# REQUIREMENT 1
In the climate modeling passage, what global resolution is feasible for AGCM simulations over time-scales of at most several decades?
# REQUIREMENT 2
List every work cited in parentheses in the climate modeling passage.
# REQUIREMENT 3
Duplicate the stretch of the climate modeling passage from "Though simulations of" through "and Piedelievre, 1995).".

Though simulations of many centuries are required to fully integrate the global climate system, for many applications regional information on climate or climate change is required for at most several decades. Over these time-scales AGCM, simulations are feasible at resolutions of the order of 100 km globally, or 50 km locally, with variable resolution models. This suggests identifying periods of interest within AOGCM transient simulations and modelling these with a higher resolution or variable resolution AGCM to provide additional spatial detail (e.g., Bengtsson et. al., 1995; Cubasch et al., 1995; Dèquè and Piedelievre, 1995).

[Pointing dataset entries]
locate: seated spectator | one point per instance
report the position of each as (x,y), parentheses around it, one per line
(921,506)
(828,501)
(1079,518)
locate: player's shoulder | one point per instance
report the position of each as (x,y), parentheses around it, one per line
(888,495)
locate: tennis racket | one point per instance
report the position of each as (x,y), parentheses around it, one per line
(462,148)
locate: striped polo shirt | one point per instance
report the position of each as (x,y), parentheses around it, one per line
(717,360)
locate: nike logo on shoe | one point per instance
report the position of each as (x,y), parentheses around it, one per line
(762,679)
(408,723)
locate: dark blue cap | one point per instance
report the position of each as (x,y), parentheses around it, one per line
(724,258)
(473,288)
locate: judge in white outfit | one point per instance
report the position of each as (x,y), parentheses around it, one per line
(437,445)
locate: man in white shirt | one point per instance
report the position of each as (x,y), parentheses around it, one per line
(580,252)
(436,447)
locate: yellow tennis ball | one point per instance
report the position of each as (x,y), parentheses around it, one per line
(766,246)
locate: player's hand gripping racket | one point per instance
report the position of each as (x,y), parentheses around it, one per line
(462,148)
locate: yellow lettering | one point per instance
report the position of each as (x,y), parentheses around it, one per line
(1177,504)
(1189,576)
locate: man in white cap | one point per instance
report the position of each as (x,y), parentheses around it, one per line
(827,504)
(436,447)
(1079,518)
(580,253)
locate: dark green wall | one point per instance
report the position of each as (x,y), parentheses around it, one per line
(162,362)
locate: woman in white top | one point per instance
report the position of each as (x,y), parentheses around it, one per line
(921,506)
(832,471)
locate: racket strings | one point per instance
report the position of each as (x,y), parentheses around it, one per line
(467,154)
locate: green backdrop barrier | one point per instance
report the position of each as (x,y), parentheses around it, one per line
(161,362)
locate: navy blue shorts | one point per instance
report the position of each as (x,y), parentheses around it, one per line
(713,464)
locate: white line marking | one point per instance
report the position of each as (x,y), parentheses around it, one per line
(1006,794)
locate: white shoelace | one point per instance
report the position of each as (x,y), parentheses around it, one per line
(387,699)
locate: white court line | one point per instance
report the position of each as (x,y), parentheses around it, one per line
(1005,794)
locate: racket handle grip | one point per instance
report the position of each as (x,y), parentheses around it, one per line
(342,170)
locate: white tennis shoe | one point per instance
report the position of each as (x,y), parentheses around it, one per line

# TASK RESPONSE 1
On the order of 100 km.

# TASK RESPONSE 2
Bengtsson et. al., 1995; Cubasch et al., 1995; Dèquè and Piedelievre, 1995

# TASK RESPONSE 3
Though simulations of many centuries are required to fully integrate the global climate system, for many applications regional information on climate or climate change is required for at most several decades. Over these time-scales AGCM, simulations are feasible at resolutions of the order of 100 km globally, or 50 km locally, with variable resolution models. This suggests identifying periods of interest within AOGCM transient simulations and modelling these with a higher resolution or variable resolution AGCM to provide additional spatial detail (e.g., Bengtsson et. al., 1995; Cubasch et al., 1995; Dèquè and Piedelievre, 1995).